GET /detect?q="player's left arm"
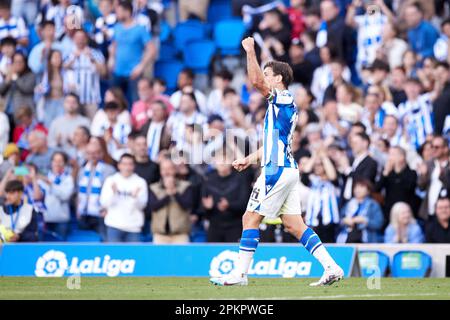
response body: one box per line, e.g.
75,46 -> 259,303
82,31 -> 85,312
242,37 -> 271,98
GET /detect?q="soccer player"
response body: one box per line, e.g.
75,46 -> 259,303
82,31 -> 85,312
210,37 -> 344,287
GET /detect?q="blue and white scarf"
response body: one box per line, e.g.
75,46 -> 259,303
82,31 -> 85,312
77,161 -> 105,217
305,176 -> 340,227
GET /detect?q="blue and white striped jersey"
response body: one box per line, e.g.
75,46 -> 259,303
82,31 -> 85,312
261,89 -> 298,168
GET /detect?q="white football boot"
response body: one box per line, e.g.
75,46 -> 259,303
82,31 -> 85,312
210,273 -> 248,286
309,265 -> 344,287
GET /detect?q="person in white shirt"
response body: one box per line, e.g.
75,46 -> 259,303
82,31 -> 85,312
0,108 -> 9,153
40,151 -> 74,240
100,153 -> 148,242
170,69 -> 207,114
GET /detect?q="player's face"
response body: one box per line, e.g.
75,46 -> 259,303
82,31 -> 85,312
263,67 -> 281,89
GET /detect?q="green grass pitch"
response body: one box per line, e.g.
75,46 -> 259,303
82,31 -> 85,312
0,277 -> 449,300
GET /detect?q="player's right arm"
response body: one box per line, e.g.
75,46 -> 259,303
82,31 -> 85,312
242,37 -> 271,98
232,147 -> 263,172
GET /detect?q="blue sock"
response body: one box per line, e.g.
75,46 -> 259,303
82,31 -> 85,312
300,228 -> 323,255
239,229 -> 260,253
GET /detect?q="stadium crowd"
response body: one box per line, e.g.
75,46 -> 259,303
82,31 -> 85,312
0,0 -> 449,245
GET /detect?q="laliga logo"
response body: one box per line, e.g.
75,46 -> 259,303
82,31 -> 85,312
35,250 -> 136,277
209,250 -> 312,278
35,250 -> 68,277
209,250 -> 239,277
══════════════════════════════
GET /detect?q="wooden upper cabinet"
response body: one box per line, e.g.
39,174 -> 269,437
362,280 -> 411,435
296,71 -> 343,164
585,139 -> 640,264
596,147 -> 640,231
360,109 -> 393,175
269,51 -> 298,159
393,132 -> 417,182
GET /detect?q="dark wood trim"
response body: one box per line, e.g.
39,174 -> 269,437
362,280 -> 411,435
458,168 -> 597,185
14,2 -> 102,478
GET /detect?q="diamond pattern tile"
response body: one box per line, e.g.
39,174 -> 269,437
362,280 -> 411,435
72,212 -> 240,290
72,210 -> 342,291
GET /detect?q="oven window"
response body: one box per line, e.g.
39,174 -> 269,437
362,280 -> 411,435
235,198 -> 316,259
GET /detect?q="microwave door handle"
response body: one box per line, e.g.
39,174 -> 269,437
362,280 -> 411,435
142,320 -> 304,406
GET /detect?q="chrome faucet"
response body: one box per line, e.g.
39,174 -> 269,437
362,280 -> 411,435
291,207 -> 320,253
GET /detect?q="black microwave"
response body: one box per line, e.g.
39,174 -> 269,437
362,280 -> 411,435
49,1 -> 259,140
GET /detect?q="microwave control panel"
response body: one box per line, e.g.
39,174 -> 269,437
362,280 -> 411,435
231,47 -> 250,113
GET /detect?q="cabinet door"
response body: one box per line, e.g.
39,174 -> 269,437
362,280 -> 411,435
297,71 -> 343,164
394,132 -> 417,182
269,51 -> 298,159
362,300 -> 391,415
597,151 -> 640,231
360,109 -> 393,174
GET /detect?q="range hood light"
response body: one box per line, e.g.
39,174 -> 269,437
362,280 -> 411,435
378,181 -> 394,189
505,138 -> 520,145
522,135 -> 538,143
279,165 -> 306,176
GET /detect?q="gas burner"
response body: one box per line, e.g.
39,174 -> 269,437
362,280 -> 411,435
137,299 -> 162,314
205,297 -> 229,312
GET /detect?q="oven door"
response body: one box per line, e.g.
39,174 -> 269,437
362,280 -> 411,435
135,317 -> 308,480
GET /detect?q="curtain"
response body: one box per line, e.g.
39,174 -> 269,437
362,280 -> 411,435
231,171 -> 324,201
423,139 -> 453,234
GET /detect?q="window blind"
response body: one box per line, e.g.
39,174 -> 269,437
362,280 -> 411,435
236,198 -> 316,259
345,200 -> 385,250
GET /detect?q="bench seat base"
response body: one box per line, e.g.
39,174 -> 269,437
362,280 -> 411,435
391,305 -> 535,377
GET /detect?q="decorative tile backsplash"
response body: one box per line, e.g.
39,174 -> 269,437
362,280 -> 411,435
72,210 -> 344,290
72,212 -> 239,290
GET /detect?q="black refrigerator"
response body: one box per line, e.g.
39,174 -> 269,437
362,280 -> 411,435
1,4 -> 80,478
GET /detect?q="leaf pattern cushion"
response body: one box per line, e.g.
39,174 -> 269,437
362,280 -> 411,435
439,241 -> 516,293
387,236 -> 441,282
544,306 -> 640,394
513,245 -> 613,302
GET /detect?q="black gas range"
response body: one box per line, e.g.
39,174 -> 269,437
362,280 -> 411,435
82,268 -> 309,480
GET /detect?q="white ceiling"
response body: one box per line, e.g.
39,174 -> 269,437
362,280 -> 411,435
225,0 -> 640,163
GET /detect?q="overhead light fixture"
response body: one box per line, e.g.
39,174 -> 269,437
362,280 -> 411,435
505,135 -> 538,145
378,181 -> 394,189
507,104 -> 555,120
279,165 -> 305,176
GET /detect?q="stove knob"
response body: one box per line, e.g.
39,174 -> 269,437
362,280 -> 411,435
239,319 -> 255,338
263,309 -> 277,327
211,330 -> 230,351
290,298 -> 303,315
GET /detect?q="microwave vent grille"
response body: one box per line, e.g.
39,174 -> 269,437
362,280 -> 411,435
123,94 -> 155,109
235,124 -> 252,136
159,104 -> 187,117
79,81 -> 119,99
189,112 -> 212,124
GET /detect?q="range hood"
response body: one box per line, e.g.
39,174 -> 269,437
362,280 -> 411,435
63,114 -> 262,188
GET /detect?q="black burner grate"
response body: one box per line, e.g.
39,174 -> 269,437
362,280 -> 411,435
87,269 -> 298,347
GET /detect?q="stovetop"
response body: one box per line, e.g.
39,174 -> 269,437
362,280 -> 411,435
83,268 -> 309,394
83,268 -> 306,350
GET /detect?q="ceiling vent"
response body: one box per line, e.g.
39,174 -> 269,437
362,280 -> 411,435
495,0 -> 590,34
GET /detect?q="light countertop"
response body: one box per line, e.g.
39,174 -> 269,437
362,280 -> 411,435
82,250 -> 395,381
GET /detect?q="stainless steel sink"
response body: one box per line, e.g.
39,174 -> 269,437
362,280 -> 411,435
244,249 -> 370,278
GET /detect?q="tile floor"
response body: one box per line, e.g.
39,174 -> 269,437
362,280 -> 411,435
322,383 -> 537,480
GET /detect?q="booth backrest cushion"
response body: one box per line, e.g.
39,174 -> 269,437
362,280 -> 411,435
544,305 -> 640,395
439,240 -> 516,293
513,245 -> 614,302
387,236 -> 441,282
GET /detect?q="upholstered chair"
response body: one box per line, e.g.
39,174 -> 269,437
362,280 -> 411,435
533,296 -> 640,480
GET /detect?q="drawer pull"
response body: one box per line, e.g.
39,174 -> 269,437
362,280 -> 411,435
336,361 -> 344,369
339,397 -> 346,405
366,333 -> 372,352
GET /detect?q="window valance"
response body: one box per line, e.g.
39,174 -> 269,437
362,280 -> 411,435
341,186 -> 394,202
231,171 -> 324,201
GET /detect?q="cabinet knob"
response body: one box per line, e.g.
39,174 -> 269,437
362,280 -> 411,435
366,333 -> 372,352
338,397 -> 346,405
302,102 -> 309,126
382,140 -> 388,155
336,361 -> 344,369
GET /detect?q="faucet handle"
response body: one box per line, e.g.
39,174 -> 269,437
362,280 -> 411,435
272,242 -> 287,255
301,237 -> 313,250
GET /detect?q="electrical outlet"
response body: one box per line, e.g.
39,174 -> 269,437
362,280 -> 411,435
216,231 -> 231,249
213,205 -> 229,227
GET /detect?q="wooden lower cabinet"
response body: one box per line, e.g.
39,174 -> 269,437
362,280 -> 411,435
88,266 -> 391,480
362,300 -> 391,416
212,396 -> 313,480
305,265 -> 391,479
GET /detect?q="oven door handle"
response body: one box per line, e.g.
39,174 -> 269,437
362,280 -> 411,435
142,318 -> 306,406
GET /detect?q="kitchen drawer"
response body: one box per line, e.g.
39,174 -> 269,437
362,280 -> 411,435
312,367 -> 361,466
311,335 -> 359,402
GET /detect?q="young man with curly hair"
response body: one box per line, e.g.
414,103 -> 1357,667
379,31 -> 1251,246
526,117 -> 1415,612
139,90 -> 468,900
══════════════════════════════
# TASK PROMPT
To answer, state the number of lines in the records holding the string "player", and leave out everything else.

# ANSWER BELOW
4